[[ MATERIAL PROVIDED, beginning ]]

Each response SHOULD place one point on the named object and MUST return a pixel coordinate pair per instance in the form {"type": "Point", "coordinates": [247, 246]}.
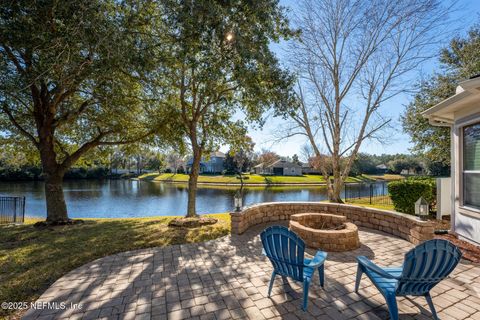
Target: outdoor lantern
{"type": "Point", "coordinates": [421, 208]}
{"type": "Point", "coordinates": [238, 201]}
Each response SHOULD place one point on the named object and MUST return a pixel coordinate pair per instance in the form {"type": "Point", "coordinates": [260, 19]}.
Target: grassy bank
{"type": "Point", "coordinates": [257, 179]}
{"type": "Point", "coordinates": [31, 259]}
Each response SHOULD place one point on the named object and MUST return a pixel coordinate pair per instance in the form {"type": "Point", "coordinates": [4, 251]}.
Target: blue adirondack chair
{"type": "Point", "coordinates": [424, 266]}
{"type": "Point", "coordinates": [286, 252]}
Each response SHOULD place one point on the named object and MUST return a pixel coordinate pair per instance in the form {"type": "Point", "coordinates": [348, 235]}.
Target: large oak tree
{"type": "Point", "coordinates": [351, 58]}
{"type": "Point", "coordinates": [68, 81]}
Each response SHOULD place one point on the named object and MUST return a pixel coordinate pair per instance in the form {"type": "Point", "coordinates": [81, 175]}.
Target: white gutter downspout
{"type": "Point", "coordinates": [444, 122]}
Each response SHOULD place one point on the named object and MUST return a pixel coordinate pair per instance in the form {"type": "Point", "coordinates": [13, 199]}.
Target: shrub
{"type": "Point", "coordinates": [405, 193]}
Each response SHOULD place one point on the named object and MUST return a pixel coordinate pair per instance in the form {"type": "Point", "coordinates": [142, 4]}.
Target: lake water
{"type": "Point", "coordinates": [130, 198]}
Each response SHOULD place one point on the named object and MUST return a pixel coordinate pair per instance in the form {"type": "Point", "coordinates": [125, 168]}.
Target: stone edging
{"type": "Point", "coordinates": [405, 226]}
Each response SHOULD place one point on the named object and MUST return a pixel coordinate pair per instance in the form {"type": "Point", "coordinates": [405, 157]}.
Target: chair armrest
{"type": "Point", "coordinates": [366, 263]}
{"type": "Point", "coordinates": [317, 260]}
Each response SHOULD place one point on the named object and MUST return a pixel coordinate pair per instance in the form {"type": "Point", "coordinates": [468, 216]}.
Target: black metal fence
{"type": "Point", "coordinates": [12, 209]}
{"type": "Point", "coordinates": [369, 193]}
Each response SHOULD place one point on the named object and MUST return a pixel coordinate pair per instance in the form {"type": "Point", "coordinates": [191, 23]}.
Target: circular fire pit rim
{"type": "Point", "coordinates": [329, 240]}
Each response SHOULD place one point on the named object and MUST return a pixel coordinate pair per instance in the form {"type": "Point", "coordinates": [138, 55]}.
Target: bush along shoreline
{"type": "Point", "coordinates": [405, 193]}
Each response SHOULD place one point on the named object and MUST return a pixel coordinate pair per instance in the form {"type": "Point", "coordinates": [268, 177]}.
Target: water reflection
{"type": "Point", "coordinates": [126, 198]}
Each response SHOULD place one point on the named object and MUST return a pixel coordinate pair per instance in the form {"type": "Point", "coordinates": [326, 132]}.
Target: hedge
{"type": "Point", "coordinates": [405, 193]}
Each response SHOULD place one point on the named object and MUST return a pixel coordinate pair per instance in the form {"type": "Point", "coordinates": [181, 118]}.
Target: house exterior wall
{"type": "Point", "coordinates": [466, 222]}
{"type": "Point", "coordinates": [292, 171]}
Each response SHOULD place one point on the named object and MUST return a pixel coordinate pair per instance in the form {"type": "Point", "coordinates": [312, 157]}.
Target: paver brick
{"type": "Point", "coordinates": [227, 279]}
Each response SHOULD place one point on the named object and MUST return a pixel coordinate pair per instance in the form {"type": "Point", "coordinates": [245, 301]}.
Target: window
{"type": "Point", "coordinates": [471, 166]}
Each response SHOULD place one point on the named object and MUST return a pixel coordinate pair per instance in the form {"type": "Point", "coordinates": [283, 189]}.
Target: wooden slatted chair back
{"type": "Point", "coordinates": [426, 265]}
{"type": "Point", "coordinates": [285, 250]}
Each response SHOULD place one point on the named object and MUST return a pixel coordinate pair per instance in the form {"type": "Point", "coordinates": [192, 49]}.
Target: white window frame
{"type": "Point", "coordinates": [460, 126]}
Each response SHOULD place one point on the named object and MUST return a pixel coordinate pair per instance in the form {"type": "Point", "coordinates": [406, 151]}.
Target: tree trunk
{"type": "Point", "coordinates": [56, 206]}
{"type": "Point", "coordinates": [192, 182]}
{"type": "Point", "coordinates": [336, 191]}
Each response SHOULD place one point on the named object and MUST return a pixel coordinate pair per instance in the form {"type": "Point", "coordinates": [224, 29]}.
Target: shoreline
{"type": "Point", "coordinates": [306, 184]}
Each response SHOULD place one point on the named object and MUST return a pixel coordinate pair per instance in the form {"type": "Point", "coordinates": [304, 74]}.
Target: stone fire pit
{"type": "Point", "coordinates": [325, 231]}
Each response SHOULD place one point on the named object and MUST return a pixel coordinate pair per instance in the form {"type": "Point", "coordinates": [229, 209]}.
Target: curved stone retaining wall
{"type": "Point", "coordinates": [402, 225]}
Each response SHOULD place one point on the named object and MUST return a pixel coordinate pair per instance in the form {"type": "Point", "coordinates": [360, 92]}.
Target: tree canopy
{"type": "Point", "coordinates": [218, 64]}
{"type": "Point", "coordinates": [69, 81]}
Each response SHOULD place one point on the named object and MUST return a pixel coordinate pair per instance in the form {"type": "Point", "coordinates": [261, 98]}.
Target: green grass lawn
{"type": "Point", "coordinates": [31, 259]}
{"type": "Point", "coordinates": [249, 178]}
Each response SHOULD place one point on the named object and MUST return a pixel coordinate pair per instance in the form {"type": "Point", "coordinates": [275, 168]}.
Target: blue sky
{"type": "Point", "coordinates": [467, 14]}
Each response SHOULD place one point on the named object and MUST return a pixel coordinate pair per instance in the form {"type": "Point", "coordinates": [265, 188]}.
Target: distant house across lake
{"type": "Point", "coordinates": [279, 168]}
{"type": "Point", "coordinates": [212, 164]}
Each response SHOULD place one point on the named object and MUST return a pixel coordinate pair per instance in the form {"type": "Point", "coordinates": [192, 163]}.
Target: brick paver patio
{"type": "Point", "coordinates": [227, 279]}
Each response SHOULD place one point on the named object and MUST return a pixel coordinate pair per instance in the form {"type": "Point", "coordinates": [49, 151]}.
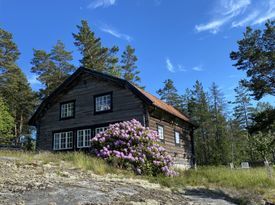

[[ MATERIAL PROVIDED, end ]]

# TASK DESCRIPTION
Write out the data in full and exactly as given, though without the images.

# WRITTEN REPLY
Each response SHOULD place one point on the named object and MUST return a pixel coordinate pair per instance in the form {"type": "Point", "coordinates": [247, 246]}.
Target: outdoor lantern
{"type": "Point", "coordinates": [421, 208]}
{"type": "Point", "coordinates": [238, 201]}
Each response SHOULD place one point on the named object and MUST return a pixel coordinate pair per instance in the form {"type": "Point", "coordinates": [260, 19]}.
Target: grassy bank
{"type": "Point", "coordinates": [257, 179]}
{"type": "Point", "coordinates": [31, 259]}
Each response SHOULD place one point on the named object and MUST return a pixel coordinate pair per instance in the form {"type": "Point", "coordinates": [4, 251]}.
Target: blue adirondack chair
{"type": "Point", "coordinates": [424, 266]}
{"type": "Point", "coordinates": [286, 252]}
Each response SHOULD place one point on the named object and MUST return a pixel coordinate pair per instance in the form {"type": "Point", "coordinates": [348, 235]}.
Target: large oak tree
{"type": "Point", "coordinates": [351, 58]}
{"type": "Point", "coordinates": [68, 81]}
Each response SHOULD place one point on the named object and MUST return a pixel coordinate pair per instance in the form {"type": "Point", "coordinates": [81, 175]}.
Target: white gutter downspout
{"type": "Point", "coordinates": [444, 122]}
Each response SHOULD place one point on the named object and MUST return a pixel coordinate pair per instance in the form {"type": "Point", "coordinates": [13, 199]}.
Target: shrub
{"type": "Point", "coordinates": [405, 193]}
Each response SHOULD place one point on the named object and MUST return a pixel coordinate pair per instance in the form {"type": "Point", "coordinates": [142, 4]}.
Target: lake water
{"type": "Point", "coordinates": [130, 198]}
Each response SHOULD place one point on the named object and MUST return a pixel coordinate pair per instance in the form {"type": "Point", "coordinates": [125, 168]}.
Target: stone edging
{"type": "Point", "coordinates": [405, 226]}
Each response SHOULD place one point on the named object and MUST return a pixel coordinate pair per instance in the form {"type": "Point", "coordinates": [405, 157]}.
Target: chair armrest
{"type": "Point", "coordinates": [366, 263]}
{"type": "Point", "coordinates": [317, 260]}
Each response SHOULD place one point on the named object and MUST return a pixel coordinate pair per instance in the form {"type": "Point", "coordinates": [468, 216]}.
Target: black metal fence
{"type": "Point", "coordinates": [12, 209]}
{"type": "Point", "coordinates": [369, 193]}
Each response SHOULD place one point on the named object and MUST return a pixel coordinate pair per instance in the form {"type": "Point", "coordinates": [191, 23]}.
Target: circular fire pit rim
{"type": "Point", "coordinates": [329, 240]}
Each response SHOULD place one point on the named object and MUST return a pixel coordinate pair per instance in the form {"type": "Point", "coordinates": [138, 55]}.
Target: bush along shoreline
{"type": "Point", "coordinates": [405, 193]}
Each response SHOULD place one point on the named object and MUST return a pixel coordinate pair per instance in the form {"type": "Point", "coordinates": [268, 177]}.
Target: water reflection
{"type": "Point", "coordinates": [126, 198]}
Each response SHOULD place one point on the named object and MUST return a pixel coordinate pair per instance in the form {"type": "Point", "coordinates": [326, 132]}.
Target: hedge
{"type": "Point", "coordinates": [405, 193]}
Each response SHOULD place one point on the named object and MUST return a pixel coordinate pair per instance in the form {"type": "Point", "coordinates": [181, 118]}.
Target: house exterior wall
{"type": "Point", "coordinates": [466, 222]}
{"type": "Point", "coordinates": [292, 171]}
Each response SHOULD place one point on the named object and MUST return a pixel coordinate pair per instance in the form {"type": "Point", "coordinates": [312, 157]}.
Target: paver brick
{"type": "Point", "coordinates": [227, 279]}
Each response SHOULD place one point on the named object and MUST return a pixel coordinate pair per instance in the form {"type": "Point", "coordinates": [245, 301]}.
Target: window
{"type": "Point", "coordinates": [471, 166]}
Each response SHOULD place one point on the named object and MUST return a pixel coordinate pair per instance in the form {"type": "Point", "coordinates": [283, 189]}.
Target: wooden slatted chair back
{"type": "Point", "coordinates": [426, 265]}
{"type": "Point", "coordinates": [285, 250]}
Each response SHOULD place one point on the named object and MUST return a pixel coordinate pair per instance in the form {"type": "Point", "coordinates": [192, 49]}.
Target: white window frame
{"type": "Point", "coordinates": [460, 126]}
Each response SHOULD place one point on the named object and MUST return a pixel coordinate pair per instance in the form {"type": "Point", "coordinates": [406, 151]}.
Target: tree trunk
{"type": "Point", "coordinates": [56, 206]}
{"type": "Point", "coordinates": [192, 182]}
{"type": "Point", "coordinates": [336, 191]}
Each response SHOULD place one point on the named object and MUST return a pixel coordinate pair per instance in the form {"type": "Point", "coordinates": [224, 29]}.
Target: shoreline
{"type": "Point", "coordinates": [306, 184]}
Each response SHOULD place one point on the named object and MUST return a pixel coordinate pair per instance in the form {"type": "Point", "coordinates": [304, 74]}.
Target: stone fire pit
{"type": "Point", "coordinates": [325, 231]}
Each response SHOULD place one point on the named object and MUST return a pixel coordinate pair per instance in the form {"type": "Point", "coordinates": [229, 209]}.
Target: curved stone retaining wall
{"type": "Point", "coordinates": [402, 225]}
Each response SHOULD place one point on the named object and MUST return a pixel coordinate pair per instance in the form {"type": "Point", "coordinates": [360, 92]}.
Target: tree canopy
{"type": "Point", "coordinates": [218, 64]}
{"type": "Point", "coordinates": [69, 81]}
Each response SHOULD place one point on the named object and MUST return a pixel coordinate pair per instance in the form {"type": "Point", "coordinates": [261, 98]}.
Target: green grass lawn
{"type": "Point", "coordinates": [31, 259]}
{"type": "Point", "coordinates": [249, 178]}
Each response SHOULD place one point on the named object and MUST return a pixel coordinate pair per instance in the form {"type": "Point", "coordinates": [275, 168]}.
Target: blue sky
{"type": "Point", "coordinates": [467, 14]}
Each response SHOULD place one point on the named object and MUST return a pixel coordinate pair per instance in the form {"type": "Point", "coordinates": [265, 188]}.
Target: distant house across lake
{"type": "Point", "coordinates": [279, 168]}
{"type": "Point", "coordinates": [212, 164]}
Each response SHOULD place one point on the named object and MUST return a pixel coordinate pair per instance in the form {"type": "Point", "coordinates": [192, 163]}.
Target: brick paver patio
{"type": "Point", "coordinates": [227, 279]}
Each response SHOULD place one point on the named object and MUST return a pixel coordinate pair per instance in the form {"type": "Point", "coordinates": [49, 151]}.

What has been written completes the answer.